(Point localization data)
'''

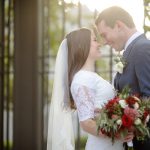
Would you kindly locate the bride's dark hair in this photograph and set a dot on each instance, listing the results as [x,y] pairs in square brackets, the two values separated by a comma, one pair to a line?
[78,42]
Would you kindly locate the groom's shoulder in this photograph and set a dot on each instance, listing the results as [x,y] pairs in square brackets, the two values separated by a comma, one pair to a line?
[142,44]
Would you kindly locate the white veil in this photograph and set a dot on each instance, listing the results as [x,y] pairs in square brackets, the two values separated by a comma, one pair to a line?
[60,127]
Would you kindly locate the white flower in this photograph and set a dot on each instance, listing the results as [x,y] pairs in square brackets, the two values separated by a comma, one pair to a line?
[119,67]
[123,103]
[119,122]
[137,121]
[136,105]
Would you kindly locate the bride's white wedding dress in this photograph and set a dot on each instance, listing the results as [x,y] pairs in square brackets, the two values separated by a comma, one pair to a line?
[91,91]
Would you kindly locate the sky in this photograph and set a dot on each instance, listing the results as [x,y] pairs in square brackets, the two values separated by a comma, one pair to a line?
[134,7]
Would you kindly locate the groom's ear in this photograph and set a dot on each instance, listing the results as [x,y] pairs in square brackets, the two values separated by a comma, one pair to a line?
[119,25]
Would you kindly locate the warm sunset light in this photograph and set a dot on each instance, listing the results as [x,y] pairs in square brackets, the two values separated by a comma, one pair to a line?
[134,7]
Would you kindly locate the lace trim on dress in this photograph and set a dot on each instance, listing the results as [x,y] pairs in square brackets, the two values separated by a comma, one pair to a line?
[84,100]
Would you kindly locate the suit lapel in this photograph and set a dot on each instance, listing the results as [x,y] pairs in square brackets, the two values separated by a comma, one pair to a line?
[126,55]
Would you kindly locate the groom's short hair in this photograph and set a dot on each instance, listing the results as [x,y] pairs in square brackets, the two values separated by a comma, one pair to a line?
[112,14]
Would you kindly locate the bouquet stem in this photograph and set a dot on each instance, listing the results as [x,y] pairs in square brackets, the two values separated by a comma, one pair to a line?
[130,145]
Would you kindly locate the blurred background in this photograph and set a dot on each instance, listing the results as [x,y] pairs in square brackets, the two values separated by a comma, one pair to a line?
[30,33]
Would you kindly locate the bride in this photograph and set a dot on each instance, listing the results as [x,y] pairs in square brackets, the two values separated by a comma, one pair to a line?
[78,86]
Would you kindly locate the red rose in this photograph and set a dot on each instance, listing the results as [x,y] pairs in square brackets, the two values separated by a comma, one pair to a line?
[127,121]
[131,100]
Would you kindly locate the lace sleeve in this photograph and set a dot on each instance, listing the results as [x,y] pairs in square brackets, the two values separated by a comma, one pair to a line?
[84,100]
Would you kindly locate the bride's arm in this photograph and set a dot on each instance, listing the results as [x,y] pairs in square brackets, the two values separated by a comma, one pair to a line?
[84,98]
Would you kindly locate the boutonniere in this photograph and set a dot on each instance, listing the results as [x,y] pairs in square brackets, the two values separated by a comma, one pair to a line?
[120,63]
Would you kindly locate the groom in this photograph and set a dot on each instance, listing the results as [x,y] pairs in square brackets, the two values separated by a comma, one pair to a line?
[118,30]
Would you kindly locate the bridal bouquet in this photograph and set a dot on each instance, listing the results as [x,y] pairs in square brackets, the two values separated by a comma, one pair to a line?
[124,114]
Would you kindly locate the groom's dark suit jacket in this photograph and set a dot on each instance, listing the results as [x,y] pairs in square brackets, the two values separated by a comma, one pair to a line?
[136,74]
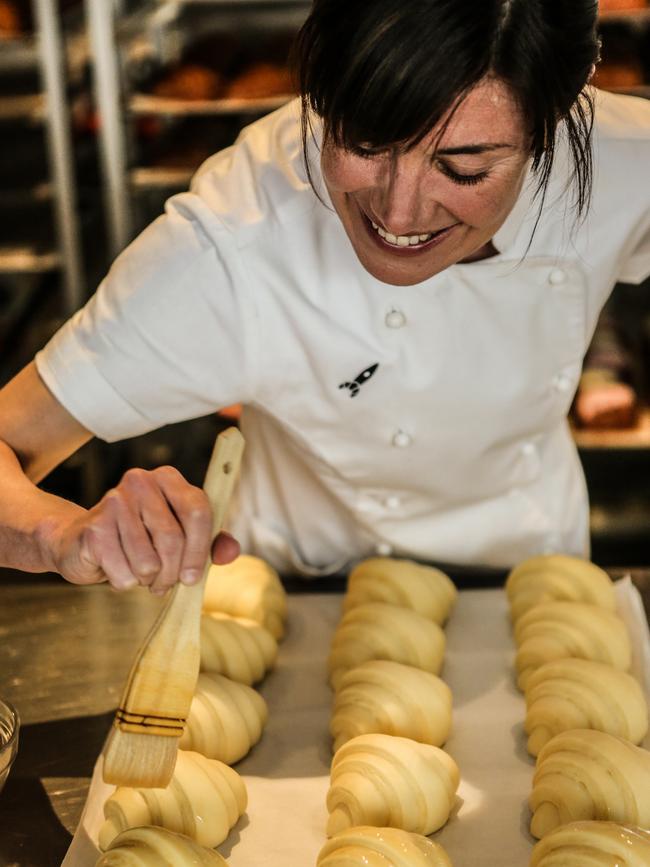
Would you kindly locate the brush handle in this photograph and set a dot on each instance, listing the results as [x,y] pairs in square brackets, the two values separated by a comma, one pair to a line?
[162,681]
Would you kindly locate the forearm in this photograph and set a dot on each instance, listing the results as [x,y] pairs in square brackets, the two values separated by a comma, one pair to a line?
[28,518]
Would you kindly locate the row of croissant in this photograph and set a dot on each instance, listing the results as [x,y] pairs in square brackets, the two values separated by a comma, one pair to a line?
[585,716]
[391,784]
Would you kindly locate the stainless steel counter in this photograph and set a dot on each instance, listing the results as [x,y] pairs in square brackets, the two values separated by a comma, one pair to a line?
[64,655]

'''

__WHAT NEEDS TO BE DONE__
Reproduce the data exactly, please, and omit its pictures.

__FINAL ANSWER__
Would you kindly locate the bride's dark hair in this photograph and set a dot on each instance, listing the results as [x,y] pairs in square brackets, the two values separated by a comma, one pair to a line?
[78,42]
Would you kindly locate the groom's shoulder in this photograph and set a dot on each instance, listing the results as [x,y] pairs in square brackets, the two values separated by a comma, one pair to a line?
[142,44]
Would you kindly locate the white veil in this photograph and set a dot on each instance, listing the results as [x,y] pairs in square brackets, the two values separated by a comma, one pair to a line?
[60,127]
Would you kindly locate the white flower in this photograph and set a dot on each instance, listing the results as [x,y] pairs in square brackets, the two values separated by a comma, one pair to a line?
[119,67]
[123,103]
[119,122]
[137,121]
[136,105]
Would you kindly locate the bride's white wedding dress in this photograph and set a dot on each instance, listing the results as [x,y] pairs in square brackets, the two values separated by a comma, one pair to a line?
[91,91]
Would you kindly locate the sky in this photograph and set a dot on each instance, listing the results as [x,y] pairs in square brackets, the two values separated by a comma, one pair to a line?
[134,7]
Would you kindly locate the groom's ear in this photograph and set a dot on each instance, listing the results as [x,y] pairs in square brackets, the two values separated by a comma, one pair to a line?
[119,25]
Would you kindly locate the warm sunset light in this photograph and set a dot on each instance, listing the results as [x,y] pairs in square brackets, the two values separated by a comma, one pair to a line?
[134,7]
Would you kindly locate the lace trim on dress in this photograph and set a dot on each instance, listing the results as [x,y] pairs in square brackets, the two values separated by a comma, one pair to a line?
[84,100]
Would you kindly locate the suit lapel in this photograph and set a dot on each instance, listing the results as [x,y] pairs in square brackets, the two values separated by a comma, one pair to a line?
[126,55]
Would you kindly locate the groom's short hair in this photograph and set a dot on each instance, listing the results as [x,y] pairs in square brackets, the two values separated by a comma, one pair to a line?
[112,14]
Would you kindly locate the bouquet stem in this photograph and set a dot on each instance, listing the results as [x,y] pairs in square brackets, the two values separated by a comma, one pair to a line?
[130,145]
Would you kindly locate the blurred background in this photograph and set a dot on each instance, listing the results as [x,y] pairs in square brackets, the two values separated by a comma, one pair to a line?
[30,33]
Would you kindly locate the bride in this photograph and set a dot on each instance, listing the results as [x,y] pairs in square brackets, the two values separated by a comma, one pair to a line?
[78,86]
Would you kindly locate the red rose in this photograph and set a dot on each instance, listing the results as [x,y] pairs in square brackets, the two values separated by a comma, one pair to a line?
[127,121]
[131,100]
Would you kindly locate the lace sleeve in this photograph and set a dot on each instance, listing the results as [x,y] pairs in square brackets, the two values separated by a comma, one pair to a line?
[84,100]
Would you kindly locate the bride's arm in this photograph and set a dot on each instance, listing the results as [x,y] pairs in square brackets, the two values separated by a comma, one pair to a line?
[84,98]
Would you kindly locate the boutonniere in this photograph and set a dot on each instance, listing the results as [x,y] pairs in square brackets, the two values separated by a comma, one pair to a line?
[120,63]
Would you kindly locate the groom in this photograph and set a dot on each instance, listing the results as [x,y] pairs in square brackets, the two values separated by a comma, one pair to a line?
[118,30]
Would you kindly locate the bridal bouquet in this photograph and set a dot on each instance, listing the results as [x,y] pairs in square brackets, the two values separated by a comma, one pair to a line?
[124,114]
Would you kindly locate the groom's dark suit jacket in this photograph and set a dot on each instance, listing the results as [x,y] pairs in square brackets, the two values separated by a comma, one pair to a line?
[136,74]
Would you kindly locate the brush handle in this photograph and set a dot on each instance, listing the results as [x,y] pairs in square brackets, the two values separated by a comma, one pair to a line?
[162,681]
Would you kindly locate the forearm in this photograph and set a dot on each instance, listing the results as [x,y] pairs in square brackets, the two values separated by a comma, one pair to a line?
[28,518]
Would you kindly locate the row of croissant in this photograph and set a dot on each instance, listing the results as [x,y] pairs in square brackets, the two values separated by a comma, one pair to a line?
[585,716]
[391,784]
Would you kindly locate the stainless steel counter in this photograph and set a dot on each instance, listing the results as [x,y] pairs in square brackets, the two values separated by a comma, one pair to a line?
[64,655]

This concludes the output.